Image point grounding data:
····················

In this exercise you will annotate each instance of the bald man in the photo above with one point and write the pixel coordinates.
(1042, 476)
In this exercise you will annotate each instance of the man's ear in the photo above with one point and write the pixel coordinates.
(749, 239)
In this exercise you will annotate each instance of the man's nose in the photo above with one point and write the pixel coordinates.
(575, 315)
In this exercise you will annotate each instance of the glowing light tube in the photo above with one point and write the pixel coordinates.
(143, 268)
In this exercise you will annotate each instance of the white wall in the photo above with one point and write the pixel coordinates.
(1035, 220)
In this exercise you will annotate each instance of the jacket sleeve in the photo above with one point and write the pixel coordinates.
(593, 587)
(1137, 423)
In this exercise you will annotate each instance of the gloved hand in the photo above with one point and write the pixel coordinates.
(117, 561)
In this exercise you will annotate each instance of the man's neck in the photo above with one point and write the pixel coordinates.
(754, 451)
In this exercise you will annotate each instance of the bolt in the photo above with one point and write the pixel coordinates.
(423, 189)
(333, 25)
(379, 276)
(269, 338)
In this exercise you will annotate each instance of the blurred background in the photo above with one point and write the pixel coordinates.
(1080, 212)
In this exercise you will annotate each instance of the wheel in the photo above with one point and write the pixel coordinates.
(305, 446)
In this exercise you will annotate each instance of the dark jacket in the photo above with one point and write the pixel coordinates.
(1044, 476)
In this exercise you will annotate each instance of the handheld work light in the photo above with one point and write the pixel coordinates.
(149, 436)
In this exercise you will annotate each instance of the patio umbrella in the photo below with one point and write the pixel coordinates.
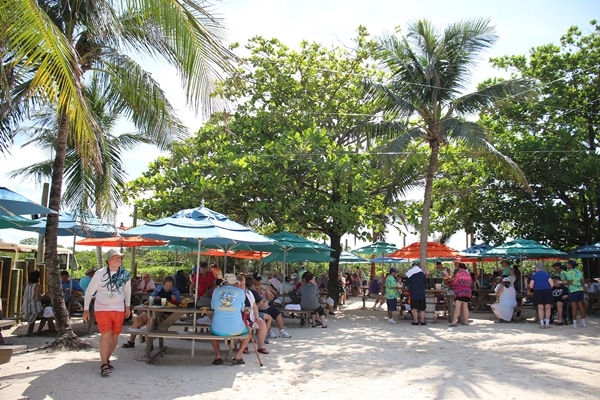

····················

Exercise directions. The records above must be printed exactly, but the pictures they hold should be omitted.

Response.
In this exercise you will annotate each instance of the bald man in the photo above with one point and write the pixel coordinates.
(1042, 476)
In this exercise you will annotate each instance of the man's ear in the photo above with one point and write the pixel coordinates.
(749, 239)
In this exercise you will annotate each instance of the man's nose in the photo above with one point and write the pixel coordinates.
(575, 315)
In this exercise you will annotate each instance of the glowing light tube in the photo above with one point and write the pixel coordinates.
(143, 268)
In this exercise you will annotate each instance of the white wall in the photo above with one point and write the pixel coordinates.
(1035, 220)
In this exercise you will annotate each instance of the jacket sleeve in the photo above with one point and write the pixel coordinates.
(593, 587)
(1137, 423)
In this exercise you will annotate each instance of the gloved hand in the photo above with one point and write the pixel coordinates.
(117, 561)
In this exercise you will annotate each instance of the man's neck in the photo above with one point and write the pixel coordinates.
(754, 451)
In this exercise you will annotate each instance of the bolt in the photo above with one point and write the pixel coordinates.
(423, 189)
(333, 25)
(379, 276)
(269, 338)
In this exercise you will annotate each instance of the blurred background in the photo above with one point and write the pixel coordinates.
(1080, 212)
In this exercise you will annotate each instance of the wheel in the photo above with one point and write the pixel coordinates.
(305, 446)
In this exercise you will annotate each instance of the dark jacket in the photo above with one point and write the pixel coordinates.
(1044, 476)
In this exercise you will annotate each instance of the handheld work light in the photo above with one point and write the pixel coordinates.
(149, 436)
In this exercise you will annotate each instance of the patio umbrella in the photo below with one point and write the pixel coordinates.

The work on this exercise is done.